> **Data records**:
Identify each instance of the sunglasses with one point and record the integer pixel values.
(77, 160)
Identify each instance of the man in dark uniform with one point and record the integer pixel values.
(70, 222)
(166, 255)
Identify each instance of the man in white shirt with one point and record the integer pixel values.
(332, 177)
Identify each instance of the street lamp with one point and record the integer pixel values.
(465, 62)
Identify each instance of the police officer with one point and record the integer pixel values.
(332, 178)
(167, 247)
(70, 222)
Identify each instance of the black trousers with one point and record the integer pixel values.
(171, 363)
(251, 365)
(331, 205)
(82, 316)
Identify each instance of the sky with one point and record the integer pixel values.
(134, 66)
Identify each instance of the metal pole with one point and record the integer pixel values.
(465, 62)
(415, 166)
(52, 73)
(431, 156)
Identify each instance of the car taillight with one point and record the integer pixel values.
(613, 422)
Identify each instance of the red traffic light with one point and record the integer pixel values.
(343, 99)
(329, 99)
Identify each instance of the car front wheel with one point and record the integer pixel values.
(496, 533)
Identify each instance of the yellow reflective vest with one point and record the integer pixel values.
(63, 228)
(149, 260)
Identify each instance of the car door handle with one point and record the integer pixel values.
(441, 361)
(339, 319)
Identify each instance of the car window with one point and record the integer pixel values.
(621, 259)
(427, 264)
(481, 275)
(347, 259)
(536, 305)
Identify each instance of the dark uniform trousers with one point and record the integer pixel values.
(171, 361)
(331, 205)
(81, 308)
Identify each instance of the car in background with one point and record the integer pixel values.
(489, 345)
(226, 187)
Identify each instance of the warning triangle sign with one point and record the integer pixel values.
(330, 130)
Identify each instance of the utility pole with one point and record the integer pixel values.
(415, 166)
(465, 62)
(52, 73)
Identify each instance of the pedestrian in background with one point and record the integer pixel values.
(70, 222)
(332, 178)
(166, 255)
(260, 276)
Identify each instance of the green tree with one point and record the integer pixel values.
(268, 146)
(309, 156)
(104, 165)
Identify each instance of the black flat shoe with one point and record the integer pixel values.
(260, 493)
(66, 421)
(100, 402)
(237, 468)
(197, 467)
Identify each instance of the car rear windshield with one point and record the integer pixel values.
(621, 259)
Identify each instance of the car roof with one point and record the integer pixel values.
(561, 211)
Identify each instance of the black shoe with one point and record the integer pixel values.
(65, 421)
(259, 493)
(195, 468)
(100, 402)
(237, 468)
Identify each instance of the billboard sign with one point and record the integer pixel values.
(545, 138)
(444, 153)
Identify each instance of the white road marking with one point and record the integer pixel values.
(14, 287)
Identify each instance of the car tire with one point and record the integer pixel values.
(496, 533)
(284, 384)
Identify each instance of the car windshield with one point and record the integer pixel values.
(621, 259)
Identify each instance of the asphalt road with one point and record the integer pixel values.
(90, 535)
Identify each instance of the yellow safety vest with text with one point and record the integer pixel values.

--

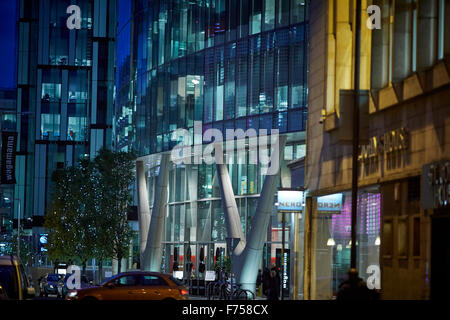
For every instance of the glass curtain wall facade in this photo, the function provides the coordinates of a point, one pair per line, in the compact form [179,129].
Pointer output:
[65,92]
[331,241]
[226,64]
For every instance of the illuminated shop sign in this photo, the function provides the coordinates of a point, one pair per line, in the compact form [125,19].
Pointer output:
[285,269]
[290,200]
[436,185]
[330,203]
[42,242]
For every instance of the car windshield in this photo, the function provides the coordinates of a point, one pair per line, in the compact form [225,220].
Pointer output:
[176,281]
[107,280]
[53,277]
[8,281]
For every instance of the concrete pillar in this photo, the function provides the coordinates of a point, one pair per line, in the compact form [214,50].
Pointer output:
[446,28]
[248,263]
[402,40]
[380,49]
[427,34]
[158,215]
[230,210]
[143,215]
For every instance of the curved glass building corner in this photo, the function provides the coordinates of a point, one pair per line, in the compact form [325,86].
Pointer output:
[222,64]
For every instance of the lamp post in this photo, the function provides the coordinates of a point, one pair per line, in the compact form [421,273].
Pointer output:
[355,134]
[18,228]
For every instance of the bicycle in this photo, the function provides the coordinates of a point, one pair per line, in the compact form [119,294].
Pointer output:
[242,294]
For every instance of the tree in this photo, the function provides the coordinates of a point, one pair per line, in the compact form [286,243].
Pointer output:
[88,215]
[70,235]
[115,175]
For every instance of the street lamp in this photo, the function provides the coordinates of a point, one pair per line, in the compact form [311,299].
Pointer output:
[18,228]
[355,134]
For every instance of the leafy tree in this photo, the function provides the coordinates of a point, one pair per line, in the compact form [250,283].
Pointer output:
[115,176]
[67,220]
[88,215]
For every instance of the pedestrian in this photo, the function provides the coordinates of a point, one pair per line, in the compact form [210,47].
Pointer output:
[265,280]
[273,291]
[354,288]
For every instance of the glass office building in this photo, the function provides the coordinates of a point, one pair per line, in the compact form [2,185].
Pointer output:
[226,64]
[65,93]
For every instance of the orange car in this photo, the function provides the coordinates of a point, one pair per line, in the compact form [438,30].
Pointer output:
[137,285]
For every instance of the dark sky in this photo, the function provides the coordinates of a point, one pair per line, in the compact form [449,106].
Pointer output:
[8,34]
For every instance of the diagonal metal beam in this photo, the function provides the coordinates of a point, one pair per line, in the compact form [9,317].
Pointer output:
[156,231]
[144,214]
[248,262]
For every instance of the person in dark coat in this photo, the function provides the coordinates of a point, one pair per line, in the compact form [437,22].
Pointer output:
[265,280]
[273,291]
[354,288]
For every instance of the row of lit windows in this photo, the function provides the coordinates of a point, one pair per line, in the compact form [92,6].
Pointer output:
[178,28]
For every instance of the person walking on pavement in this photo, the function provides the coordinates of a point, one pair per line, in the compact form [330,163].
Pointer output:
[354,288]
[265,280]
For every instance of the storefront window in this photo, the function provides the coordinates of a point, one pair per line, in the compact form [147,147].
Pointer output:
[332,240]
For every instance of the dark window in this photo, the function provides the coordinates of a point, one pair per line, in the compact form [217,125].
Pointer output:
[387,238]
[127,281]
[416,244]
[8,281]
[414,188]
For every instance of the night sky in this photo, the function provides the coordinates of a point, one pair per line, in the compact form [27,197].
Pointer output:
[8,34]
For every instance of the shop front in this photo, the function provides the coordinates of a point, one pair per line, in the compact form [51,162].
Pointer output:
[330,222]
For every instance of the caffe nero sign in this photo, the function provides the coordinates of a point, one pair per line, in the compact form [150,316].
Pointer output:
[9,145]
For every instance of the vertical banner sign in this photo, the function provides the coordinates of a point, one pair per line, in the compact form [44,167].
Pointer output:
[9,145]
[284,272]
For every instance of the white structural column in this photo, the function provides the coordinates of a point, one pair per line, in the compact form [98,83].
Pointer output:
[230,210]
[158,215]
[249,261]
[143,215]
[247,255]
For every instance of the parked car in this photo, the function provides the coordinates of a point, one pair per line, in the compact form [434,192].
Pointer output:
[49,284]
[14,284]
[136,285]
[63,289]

--

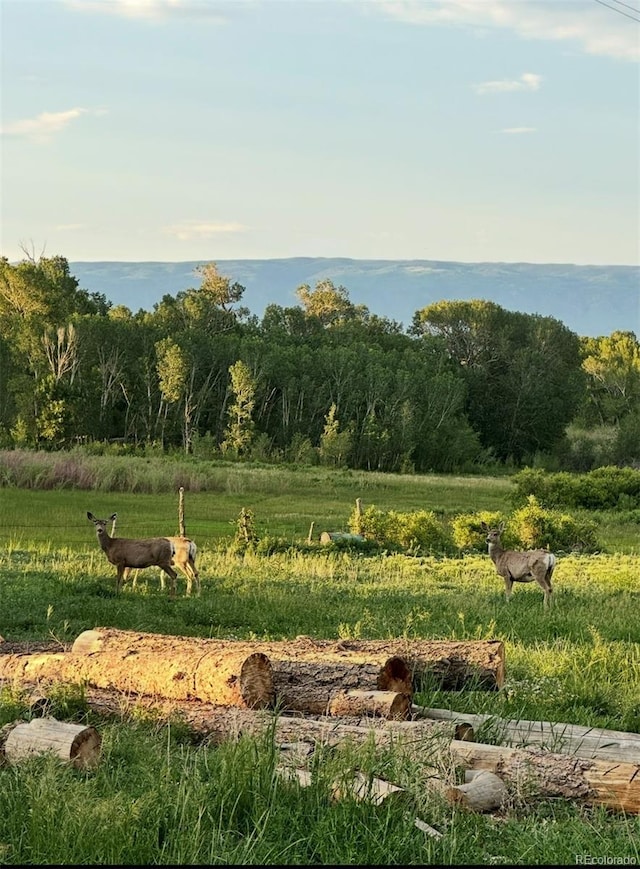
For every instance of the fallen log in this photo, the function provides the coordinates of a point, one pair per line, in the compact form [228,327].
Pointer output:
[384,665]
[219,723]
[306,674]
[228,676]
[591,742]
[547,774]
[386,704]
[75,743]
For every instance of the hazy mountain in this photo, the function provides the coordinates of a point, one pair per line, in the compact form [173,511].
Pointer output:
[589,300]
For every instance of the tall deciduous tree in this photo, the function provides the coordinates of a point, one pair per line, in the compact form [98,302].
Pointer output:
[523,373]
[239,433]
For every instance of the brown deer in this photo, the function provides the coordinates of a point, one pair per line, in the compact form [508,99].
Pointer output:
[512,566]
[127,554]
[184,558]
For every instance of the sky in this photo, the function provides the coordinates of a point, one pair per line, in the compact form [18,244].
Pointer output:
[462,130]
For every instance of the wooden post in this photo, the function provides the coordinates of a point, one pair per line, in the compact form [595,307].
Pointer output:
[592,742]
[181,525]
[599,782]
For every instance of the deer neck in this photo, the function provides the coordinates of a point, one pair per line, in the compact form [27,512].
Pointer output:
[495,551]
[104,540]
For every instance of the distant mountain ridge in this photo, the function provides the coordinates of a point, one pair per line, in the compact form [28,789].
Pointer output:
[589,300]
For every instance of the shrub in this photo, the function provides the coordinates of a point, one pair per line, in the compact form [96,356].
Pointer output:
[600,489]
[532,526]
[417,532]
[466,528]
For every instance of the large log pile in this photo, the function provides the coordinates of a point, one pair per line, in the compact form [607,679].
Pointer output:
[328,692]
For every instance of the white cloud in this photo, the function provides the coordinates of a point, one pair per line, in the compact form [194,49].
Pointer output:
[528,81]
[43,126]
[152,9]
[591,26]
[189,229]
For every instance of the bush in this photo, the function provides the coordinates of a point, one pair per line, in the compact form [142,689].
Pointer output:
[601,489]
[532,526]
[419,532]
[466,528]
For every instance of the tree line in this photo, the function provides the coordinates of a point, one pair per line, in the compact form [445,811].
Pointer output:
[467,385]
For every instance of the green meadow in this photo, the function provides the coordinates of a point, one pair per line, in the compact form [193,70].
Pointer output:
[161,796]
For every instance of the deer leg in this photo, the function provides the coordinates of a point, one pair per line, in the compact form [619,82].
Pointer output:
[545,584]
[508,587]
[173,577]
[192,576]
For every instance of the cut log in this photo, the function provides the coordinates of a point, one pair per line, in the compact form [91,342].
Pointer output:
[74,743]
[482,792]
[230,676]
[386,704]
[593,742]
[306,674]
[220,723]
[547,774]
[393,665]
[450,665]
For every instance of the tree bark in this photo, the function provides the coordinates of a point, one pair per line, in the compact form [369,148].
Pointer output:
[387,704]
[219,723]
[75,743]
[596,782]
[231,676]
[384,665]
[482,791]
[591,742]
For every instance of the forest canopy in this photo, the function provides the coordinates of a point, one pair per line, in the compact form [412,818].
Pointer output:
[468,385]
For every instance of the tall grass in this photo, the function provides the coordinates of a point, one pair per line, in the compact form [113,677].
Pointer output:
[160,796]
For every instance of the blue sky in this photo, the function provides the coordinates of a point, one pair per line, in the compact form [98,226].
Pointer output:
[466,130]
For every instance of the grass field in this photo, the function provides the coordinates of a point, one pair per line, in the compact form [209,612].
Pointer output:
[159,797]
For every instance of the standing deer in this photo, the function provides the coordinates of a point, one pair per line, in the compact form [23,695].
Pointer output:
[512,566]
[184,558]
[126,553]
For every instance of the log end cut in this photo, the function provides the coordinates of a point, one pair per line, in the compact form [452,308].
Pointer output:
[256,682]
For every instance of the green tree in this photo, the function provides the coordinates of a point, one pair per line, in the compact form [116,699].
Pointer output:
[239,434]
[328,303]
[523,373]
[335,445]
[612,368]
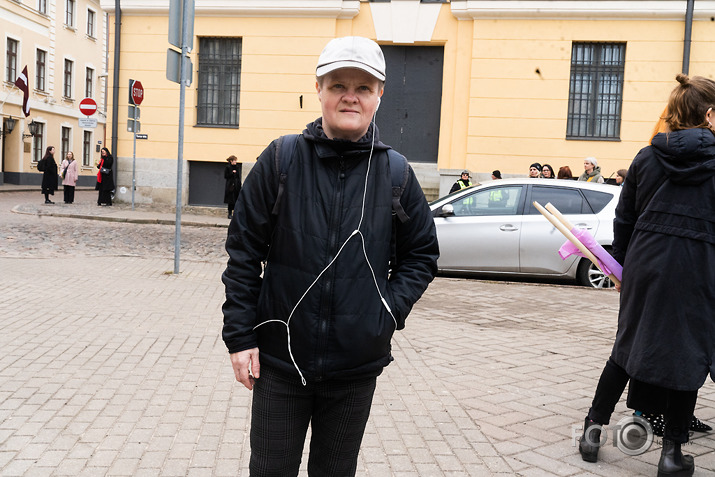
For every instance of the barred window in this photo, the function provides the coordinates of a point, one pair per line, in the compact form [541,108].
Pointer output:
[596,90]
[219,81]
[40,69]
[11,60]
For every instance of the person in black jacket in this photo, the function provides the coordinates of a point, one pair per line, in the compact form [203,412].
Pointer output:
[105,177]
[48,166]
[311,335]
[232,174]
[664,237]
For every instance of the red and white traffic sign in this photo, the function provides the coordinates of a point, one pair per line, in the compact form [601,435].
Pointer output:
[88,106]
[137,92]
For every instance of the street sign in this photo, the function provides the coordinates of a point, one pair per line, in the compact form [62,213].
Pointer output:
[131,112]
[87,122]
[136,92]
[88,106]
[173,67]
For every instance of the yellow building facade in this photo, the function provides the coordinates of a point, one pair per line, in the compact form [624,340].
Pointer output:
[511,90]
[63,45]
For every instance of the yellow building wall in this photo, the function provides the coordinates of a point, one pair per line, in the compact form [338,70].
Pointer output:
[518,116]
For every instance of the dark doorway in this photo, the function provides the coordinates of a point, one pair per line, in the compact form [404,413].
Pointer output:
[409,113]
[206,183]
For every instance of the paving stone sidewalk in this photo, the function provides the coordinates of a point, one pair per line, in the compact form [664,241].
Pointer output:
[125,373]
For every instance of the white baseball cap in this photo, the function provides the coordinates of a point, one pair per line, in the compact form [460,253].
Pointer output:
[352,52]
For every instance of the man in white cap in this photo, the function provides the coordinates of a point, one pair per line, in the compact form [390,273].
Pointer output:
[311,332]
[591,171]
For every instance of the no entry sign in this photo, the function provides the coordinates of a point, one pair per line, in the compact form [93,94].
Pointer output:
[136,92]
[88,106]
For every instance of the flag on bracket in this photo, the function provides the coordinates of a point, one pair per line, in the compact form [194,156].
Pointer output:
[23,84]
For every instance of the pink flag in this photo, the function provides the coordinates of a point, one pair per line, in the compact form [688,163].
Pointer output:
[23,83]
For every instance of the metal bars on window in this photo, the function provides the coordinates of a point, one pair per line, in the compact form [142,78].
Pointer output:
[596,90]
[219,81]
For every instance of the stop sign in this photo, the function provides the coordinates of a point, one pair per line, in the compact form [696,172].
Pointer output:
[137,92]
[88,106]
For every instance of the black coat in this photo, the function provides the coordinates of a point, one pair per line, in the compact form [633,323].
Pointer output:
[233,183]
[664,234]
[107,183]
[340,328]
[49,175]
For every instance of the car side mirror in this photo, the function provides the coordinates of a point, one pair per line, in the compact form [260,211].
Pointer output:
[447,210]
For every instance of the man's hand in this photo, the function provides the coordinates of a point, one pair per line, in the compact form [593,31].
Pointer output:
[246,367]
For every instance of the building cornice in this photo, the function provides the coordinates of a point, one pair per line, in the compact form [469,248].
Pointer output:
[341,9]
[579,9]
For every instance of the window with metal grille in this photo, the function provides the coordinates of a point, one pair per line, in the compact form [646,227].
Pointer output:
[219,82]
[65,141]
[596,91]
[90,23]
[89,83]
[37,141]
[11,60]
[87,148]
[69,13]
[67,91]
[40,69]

> **Exercise brief**: Show all lines in the records above that hold "grass".

> **Reply to the task**:
For every instance of the tall grass in this photo, the function provides the coordinates of a point, one pair per line, in the compact form [113,677].
For every instance of the grass field in this photo, the function provides the coordinates of a point, one pair per line, in the compact form [209,612].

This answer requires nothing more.